• Exercise description: Line by line, reproduce exactly the beginning of the listing below, ending with the line that contains "191L222 238L233 277L259" and adding nothing.

((

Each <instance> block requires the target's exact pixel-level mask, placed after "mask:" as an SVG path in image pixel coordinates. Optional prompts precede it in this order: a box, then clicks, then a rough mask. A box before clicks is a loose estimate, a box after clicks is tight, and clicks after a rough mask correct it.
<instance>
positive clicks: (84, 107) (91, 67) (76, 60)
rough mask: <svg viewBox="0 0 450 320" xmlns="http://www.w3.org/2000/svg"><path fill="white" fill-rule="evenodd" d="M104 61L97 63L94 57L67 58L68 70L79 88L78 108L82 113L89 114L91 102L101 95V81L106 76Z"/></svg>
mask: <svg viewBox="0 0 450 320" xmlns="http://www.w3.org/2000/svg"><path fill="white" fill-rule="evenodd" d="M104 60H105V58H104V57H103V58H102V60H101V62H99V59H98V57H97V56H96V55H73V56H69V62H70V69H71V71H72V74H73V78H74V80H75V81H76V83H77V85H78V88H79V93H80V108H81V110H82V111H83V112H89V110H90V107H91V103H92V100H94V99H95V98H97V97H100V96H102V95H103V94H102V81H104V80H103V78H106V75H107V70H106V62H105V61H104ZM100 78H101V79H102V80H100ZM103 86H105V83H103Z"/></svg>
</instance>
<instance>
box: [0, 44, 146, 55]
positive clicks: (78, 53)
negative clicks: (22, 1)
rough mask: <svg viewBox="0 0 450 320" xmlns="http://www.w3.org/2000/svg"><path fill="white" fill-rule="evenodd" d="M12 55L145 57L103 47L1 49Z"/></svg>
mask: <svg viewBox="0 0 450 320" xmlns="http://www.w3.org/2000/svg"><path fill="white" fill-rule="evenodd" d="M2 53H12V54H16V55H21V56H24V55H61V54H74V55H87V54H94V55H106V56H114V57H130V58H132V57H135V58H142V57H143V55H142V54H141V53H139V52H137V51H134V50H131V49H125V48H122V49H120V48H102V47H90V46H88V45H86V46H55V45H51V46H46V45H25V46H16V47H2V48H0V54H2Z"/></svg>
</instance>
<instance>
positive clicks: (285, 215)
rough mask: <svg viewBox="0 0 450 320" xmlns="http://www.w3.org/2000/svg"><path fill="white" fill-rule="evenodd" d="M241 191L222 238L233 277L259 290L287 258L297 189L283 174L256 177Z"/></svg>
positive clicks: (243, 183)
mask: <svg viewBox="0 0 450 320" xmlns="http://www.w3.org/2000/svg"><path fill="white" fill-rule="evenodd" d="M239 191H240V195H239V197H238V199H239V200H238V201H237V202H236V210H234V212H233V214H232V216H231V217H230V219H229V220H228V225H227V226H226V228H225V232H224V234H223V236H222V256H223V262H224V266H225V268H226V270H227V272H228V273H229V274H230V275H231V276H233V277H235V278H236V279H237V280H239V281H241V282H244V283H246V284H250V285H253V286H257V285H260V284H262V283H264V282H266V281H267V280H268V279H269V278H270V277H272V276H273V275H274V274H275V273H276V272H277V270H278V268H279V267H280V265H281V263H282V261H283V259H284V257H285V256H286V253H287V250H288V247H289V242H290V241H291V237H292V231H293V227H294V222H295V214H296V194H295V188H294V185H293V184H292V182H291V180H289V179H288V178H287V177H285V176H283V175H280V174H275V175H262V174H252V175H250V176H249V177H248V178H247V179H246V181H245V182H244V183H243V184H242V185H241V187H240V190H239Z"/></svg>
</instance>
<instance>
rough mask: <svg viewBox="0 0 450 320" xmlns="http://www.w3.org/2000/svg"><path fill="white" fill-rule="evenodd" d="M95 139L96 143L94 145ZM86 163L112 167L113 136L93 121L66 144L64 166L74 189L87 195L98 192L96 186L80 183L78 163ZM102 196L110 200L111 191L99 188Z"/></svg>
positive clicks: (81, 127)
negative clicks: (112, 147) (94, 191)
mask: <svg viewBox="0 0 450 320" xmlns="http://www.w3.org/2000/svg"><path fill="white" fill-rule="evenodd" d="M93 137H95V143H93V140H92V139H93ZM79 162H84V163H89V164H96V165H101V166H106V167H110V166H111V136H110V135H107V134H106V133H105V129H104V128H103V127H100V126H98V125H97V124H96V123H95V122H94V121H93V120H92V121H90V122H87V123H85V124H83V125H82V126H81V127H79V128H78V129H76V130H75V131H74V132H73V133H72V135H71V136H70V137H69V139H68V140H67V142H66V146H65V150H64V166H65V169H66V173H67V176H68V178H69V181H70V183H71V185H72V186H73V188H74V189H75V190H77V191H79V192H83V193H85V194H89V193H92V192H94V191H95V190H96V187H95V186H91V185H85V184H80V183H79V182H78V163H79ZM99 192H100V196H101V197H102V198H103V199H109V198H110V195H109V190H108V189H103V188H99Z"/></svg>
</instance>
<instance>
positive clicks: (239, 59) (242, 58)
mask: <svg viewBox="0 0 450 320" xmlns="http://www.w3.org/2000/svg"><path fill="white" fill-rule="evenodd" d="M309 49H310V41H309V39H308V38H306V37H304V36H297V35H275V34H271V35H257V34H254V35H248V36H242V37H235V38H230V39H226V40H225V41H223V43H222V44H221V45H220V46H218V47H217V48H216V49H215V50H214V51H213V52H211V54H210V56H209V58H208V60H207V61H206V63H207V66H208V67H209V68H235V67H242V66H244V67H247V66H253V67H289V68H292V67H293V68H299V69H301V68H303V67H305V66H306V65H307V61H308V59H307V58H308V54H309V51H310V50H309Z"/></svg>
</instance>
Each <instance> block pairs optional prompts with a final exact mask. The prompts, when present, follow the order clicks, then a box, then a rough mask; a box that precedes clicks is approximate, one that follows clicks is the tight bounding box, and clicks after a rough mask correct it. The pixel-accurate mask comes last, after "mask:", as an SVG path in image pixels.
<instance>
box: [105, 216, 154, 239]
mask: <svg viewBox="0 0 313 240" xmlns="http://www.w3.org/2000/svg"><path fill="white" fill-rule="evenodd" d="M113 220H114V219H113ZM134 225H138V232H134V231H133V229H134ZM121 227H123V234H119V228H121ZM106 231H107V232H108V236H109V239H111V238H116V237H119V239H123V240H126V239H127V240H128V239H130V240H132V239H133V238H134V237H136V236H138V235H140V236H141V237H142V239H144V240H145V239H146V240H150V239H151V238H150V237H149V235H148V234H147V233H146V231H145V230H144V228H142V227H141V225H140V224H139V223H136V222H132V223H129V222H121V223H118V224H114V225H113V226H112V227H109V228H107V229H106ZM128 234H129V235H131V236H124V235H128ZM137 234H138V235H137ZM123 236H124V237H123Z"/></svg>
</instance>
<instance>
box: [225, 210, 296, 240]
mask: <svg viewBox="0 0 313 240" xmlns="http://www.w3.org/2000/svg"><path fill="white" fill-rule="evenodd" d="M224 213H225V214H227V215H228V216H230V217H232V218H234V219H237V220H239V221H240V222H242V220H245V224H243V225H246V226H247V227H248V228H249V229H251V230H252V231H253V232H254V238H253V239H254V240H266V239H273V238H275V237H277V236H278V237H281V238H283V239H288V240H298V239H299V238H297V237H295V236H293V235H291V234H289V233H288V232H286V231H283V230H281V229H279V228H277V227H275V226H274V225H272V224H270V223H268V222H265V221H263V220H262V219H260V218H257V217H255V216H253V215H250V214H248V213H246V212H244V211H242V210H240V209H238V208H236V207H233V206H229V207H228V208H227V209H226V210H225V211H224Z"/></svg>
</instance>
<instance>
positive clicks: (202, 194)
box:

))

• Task result:
Each <instance> block requires the target's exact pixel-level mask, placed after "mask:" as an SVG path in image pixel coordinates. Optional prompts precede it in this order: a box, then clicks, then a rough mask. A box before clicks is a loose estimate, a box after clicks is tight, and clicks after a rough mask correct it.
<instance>
positive clicks: (84, 107) (91, 67) (76, 60)
rough mask: <svg viewBox="0 0 450 320" xmlns="http://www.w3.org/2000/svg"><path fill="white" fill-rule="evenodd" d="M104 61L97 63L94 57L67 58L68 70L79 88L78 108L82 113L89 114L91 102L101 95V81L106 76Z"/></svg>
mask: <svg viewBox="0 0 450 320" xmlns="http://www.w3.org/2000/svg"><path fill="white" fill-rule="evenodd" d="M104 60H105V58H104V57H103V58H102V60H101V62H99V59H98V57H97V56H96V55H73V56H69V62H70V69H71V71H72V74H73V78H74V80H75V81H76V83H77V85H78V88H79V93H80V108H81V110H82V111H83V112H89V110H90V107H91V103H92V100H94V99H95V98H97V97H100V96H102V95H103V94H102V81H104V80H103V78H106V75H107V70H106V62H105V61H104ZM100 78H101V79H102V80H100ZM103 86H105V83H103Z"/></svg>
</instance>
<instance>
box: [0, 44, 146, 55]
positive clicks: (78, 53)
negative clicks: (22, 1)
rough mask: <svg viewBox="0 0 450 320" xmlns="http://www.w3.org/2000/svg"><path fill="white" fill-rule="evenodd" d="M12 55L145 57L103 47L1 49Z"/></svg>
mask: <svg viewBox="0 0 450 320" xmlns="http://www.w3.org/2000/svg"><path fill="white" fill-rule="evenodd" d="M2 53H12V54H16V55H21V56H24V55H61V54H74V55H87V54H94V55H106V56H114V57H130V58H132V57H135V58H142V57H143V55H142V54H141V53H139V52H137V51H134V50H131V49H125V48H122V49H120V48H102V47H90V46H88V45H86V46H55V45H51V46H46V45H25V46H16V47H2V48H0V54H2Z"/></svg>
</instance>
<instance>
positive clicks: (285, 215)
rough mask: <svg viewBox="0 0 450 320" xmlns="http://www.w3.org/2000/svg"><path fill="white" fill-rule="evenodd" d="M241 191L222 238L233 277L259 290L287 258L297 189L283 174L256 177Z"/></svg>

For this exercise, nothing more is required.